**DIRECTIONS FOR THIS TASK**
Copy out the lines of data word for word, starting with the line that contains "Where can you see the swan standing" and going on through the end of the data.

[Part of a data file]
>>
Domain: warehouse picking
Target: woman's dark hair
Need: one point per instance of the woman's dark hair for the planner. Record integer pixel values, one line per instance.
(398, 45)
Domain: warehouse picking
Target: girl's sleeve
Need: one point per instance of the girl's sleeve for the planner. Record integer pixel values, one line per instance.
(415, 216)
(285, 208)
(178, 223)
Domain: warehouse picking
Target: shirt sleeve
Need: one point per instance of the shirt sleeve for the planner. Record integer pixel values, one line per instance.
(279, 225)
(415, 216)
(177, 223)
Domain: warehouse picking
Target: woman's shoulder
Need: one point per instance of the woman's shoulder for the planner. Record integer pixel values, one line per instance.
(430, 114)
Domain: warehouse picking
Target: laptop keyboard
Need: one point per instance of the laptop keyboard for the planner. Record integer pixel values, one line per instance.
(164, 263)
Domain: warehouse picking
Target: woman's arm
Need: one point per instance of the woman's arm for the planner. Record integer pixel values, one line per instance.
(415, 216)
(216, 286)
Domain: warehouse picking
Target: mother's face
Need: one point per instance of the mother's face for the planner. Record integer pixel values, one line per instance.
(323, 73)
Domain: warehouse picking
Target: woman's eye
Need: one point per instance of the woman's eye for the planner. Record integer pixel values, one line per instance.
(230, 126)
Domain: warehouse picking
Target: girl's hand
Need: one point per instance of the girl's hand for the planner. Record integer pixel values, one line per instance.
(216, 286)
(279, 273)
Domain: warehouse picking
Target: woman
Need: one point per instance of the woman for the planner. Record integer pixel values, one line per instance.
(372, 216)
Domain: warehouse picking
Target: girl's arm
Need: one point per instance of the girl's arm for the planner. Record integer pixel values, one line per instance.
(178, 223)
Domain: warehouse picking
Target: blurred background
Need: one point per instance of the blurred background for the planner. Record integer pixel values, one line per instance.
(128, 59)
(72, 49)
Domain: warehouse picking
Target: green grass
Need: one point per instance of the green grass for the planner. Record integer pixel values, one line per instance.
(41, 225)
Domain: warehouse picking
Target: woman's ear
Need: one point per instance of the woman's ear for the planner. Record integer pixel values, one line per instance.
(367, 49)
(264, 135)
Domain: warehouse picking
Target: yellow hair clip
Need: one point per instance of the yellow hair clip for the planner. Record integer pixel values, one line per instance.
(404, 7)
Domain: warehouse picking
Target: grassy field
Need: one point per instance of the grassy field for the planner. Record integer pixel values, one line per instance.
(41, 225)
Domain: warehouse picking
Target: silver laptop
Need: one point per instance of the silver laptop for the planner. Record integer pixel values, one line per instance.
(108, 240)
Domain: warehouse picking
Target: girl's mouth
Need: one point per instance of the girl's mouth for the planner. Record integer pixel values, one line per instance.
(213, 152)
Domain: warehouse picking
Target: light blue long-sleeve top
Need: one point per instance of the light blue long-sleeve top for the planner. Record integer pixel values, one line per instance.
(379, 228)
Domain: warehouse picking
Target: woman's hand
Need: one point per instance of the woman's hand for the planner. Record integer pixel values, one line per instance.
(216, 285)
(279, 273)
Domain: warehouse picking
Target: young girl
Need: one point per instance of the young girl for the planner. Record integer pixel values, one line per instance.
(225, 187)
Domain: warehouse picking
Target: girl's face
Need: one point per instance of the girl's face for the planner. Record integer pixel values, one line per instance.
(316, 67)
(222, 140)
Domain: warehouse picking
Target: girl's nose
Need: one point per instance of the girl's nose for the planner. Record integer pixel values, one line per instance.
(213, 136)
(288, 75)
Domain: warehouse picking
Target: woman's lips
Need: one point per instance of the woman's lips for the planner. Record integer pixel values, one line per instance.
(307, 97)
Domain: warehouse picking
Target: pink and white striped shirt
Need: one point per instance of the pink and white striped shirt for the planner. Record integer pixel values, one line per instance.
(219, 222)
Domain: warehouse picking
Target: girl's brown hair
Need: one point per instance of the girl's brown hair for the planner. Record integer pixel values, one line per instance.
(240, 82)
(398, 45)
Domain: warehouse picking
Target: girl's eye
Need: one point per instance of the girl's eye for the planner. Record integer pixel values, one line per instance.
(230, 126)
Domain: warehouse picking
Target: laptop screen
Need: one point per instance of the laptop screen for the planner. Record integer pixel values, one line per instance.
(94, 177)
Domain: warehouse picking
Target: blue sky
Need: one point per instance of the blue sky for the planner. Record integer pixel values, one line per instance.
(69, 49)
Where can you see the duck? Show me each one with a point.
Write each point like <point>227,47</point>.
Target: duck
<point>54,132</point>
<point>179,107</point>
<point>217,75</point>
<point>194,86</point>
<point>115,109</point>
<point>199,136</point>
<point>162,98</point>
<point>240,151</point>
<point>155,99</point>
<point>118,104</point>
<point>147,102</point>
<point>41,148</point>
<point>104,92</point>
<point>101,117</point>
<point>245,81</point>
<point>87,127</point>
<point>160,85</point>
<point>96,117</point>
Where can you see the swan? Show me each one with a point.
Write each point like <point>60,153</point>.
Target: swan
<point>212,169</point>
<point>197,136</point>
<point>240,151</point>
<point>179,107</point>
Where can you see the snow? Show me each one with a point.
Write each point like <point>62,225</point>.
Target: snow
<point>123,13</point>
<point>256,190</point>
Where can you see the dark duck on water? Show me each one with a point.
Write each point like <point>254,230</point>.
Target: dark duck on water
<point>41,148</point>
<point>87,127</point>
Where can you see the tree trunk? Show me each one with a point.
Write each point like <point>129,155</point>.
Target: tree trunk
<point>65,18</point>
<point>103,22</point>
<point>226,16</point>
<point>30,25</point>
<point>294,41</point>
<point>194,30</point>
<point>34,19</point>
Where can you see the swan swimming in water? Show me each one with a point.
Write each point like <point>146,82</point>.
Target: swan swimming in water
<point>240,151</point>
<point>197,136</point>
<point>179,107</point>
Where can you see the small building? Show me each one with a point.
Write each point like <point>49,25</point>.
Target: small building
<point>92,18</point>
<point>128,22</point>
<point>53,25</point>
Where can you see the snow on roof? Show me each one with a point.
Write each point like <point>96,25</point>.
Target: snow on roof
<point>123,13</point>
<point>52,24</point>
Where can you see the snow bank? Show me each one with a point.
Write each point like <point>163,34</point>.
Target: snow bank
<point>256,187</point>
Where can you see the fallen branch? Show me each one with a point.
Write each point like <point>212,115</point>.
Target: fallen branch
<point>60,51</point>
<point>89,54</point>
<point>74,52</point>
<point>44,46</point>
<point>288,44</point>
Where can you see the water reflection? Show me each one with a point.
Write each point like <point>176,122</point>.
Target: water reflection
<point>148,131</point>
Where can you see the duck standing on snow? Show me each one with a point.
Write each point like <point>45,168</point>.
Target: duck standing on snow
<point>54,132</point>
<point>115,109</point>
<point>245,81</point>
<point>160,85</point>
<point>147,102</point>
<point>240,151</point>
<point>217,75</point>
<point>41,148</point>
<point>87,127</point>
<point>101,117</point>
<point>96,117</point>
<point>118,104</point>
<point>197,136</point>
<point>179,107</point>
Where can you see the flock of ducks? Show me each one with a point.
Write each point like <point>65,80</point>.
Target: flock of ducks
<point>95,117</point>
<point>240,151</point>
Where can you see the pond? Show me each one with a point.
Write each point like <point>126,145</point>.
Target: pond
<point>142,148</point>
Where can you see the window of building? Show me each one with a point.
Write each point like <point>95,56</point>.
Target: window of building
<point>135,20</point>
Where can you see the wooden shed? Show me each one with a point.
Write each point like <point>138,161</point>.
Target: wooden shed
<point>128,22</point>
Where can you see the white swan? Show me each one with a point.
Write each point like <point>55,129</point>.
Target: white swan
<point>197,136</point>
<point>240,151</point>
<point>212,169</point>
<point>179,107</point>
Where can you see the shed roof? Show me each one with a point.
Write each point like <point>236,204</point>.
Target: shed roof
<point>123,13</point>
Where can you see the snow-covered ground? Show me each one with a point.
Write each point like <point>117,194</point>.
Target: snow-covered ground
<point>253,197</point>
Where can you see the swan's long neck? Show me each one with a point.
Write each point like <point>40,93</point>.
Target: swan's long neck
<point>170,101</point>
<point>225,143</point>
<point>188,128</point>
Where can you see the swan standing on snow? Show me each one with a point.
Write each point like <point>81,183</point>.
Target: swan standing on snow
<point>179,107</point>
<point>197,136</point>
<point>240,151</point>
<<
**EXERCISE OUTPUT**
Where can you see the swan standing on snow? Show me each one with a point.
Write each point like <point>81,183</point>.
Target: swan standing on snow
<point>179,107</point>
<point>197,136</point>
<point>240,151</point>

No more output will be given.